Dans l’espace public, la mixité des loisirs des jeunes est donc toute relative. L’écart se creuse franchement lors de l’entrée au collège, époque charnière à laquelle on observe une baisse drastique de la fréquentation des clubs omnisports, chez les garçons comme chez les filles. Mais alors que les premiers réinvestissent massivement les espaces publics sportifs – gymnase ouvert, terrain en accès libre, city stade ou skate park –, les filles en sont le plus souvent absentes ou sont au mieux spectatrices. « Ce décrochage passe souvent inaperçu », remarque Edith Maruéjouls, qui est aussi créatrice du bureau d’études l’Arobe (Atelier recherche observatoire égalité).

Consigne 1.
D'après l'extrait sur la mixité des loisirs des jeunes, pourquoi l'écart entre garçons et filles se creuse-t-il à l'entrée au collège ? Répondez en une à trois phrases.

Documents sources.
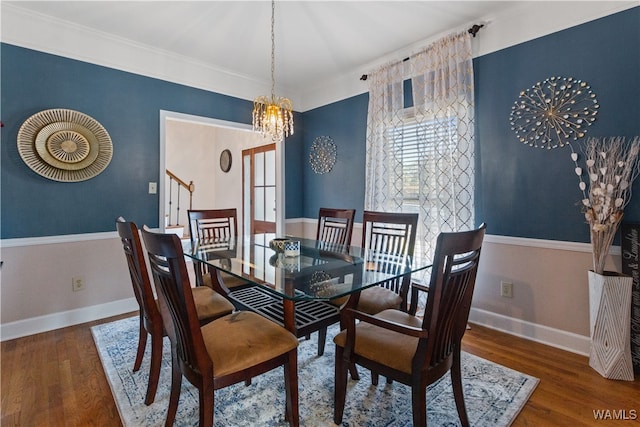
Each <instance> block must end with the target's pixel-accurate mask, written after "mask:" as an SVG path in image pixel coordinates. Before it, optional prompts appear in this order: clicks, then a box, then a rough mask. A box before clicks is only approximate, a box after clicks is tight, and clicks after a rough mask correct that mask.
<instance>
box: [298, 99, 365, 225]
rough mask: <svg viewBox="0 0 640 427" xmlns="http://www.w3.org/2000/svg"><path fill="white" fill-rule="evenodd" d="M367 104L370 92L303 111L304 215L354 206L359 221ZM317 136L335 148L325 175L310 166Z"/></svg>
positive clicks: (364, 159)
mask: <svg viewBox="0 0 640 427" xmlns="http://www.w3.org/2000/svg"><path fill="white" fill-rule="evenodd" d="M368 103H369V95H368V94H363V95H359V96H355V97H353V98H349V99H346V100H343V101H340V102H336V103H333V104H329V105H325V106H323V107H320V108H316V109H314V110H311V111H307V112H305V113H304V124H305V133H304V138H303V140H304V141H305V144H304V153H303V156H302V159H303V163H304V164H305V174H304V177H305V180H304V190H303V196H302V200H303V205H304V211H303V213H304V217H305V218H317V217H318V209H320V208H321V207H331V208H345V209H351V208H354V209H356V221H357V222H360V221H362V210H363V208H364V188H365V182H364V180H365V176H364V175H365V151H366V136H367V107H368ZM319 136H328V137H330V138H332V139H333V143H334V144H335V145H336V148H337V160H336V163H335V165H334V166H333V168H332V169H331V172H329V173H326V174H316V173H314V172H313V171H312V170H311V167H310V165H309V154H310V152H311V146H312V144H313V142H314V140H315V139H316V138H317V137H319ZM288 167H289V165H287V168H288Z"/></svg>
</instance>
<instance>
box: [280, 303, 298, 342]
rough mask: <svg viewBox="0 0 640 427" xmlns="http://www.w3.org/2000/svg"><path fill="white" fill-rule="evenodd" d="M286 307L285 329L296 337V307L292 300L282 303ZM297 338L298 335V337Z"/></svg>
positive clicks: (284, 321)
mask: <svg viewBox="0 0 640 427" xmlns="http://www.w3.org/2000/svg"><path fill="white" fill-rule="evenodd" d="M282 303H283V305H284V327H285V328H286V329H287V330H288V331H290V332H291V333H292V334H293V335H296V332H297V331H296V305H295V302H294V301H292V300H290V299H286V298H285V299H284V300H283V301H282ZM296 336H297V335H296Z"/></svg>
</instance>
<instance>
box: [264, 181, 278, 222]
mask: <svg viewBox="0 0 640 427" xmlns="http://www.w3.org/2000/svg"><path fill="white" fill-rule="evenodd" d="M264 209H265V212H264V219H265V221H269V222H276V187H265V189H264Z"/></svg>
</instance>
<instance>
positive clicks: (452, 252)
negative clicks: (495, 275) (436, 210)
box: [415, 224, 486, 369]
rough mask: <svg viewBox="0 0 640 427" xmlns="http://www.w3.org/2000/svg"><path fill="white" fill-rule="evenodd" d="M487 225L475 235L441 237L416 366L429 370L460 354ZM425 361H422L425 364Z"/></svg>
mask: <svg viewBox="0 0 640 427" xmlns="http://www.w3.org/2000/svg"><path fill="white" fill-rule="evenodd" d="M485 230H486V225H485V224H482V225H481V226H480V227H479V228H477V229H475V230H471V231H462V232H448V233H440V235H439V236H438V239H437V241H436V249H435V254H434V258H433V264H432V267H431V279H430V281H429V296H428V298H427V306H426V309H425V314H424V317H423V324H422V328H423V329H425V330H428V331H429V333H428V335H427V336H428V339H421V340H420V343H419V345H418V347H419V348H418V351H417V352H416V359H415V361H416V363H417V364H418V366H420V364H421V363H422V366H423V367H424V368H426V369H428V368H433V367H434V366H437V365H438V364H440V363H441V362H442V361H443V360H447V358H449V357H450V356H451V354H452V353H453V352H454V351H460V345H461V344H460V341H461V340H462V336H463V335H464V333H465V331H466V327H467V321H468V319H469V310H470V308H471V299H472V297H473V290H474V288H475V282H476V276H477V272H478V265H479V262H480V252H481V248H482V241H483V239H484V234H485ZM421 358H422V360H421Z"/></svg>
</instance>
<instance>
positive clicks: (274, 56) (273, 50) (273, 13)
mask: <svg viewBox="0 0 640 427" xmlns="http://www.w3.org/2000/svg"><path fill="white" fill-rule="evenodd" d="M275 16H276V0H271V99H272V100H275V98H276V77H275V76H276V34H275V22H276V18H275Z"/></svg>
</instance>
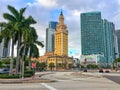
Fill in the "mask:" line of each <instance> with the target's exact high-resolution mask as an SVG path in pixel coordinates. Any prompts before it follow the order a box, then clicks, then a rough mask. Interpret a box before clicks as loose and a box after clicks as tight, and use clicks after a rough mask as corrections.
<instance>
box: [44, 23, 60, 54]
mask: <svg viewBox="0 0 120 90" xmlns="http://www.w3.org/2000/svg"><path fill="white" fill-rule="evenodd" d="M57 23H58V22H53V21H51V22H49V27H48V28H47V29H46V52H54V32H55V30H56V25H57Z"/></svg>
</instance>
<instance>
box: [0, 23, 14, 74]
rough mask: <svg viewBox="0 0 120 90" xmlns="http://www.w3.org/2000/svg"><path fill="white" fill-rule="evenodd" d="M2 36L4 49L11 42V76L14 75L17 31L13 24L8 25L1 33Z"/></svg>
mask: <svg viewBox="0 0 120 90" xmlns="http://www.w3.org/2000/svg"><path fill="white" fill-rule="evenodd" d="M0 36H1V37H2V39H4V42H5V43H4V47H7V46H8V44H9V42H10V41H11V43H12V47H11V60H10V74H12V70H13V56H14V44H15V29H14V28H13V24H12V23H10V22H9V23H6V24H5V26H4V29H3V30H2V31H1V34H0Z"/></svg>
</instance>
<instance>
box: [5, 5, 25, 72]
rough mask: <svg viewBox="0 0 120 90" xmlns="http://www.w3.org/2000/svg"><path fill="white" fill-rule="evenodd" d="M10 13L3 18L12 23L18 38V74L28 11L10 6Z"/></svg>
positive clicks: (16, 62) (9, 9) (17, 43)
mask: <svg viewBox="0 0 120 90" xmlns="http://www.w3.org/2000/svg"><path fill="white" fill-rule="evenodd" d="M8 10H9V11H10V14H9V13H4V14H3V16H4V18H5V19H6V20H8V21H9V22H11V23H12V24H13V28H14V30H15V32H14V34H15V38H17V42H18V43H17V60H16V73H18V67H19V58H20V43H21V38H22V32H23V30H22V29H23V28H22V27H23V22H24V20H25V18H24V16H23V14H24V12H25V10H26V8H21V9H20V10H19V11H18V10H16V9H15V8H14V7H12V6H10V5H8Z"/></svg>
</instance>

Consigne 2.
Quelles lignes de la liste contiennent la chaîne "positive" ? Recopiez chacune d'elles.

Résultat 1.
À l'entrée au collège, garçons et filles fréquentent beaucoup moins les clubs omnisports. Les garçons réinvestissent alors massivement les espaces publics sportifs (gymnase ouvert, terrain en accès libre, city stade ou skate park), tandis que les filles en sont le plus souvent absentes ou, au mieux, spectatrices.

Résultat 2.
positive clicks: (364, 159)
positive clicks: (284, 321)
positive clicks: (452, 252)
positive clicks: (274, 56) (273, 50) (273, 13)
positive clicks: (16, 62) (9, 9) (17, 43)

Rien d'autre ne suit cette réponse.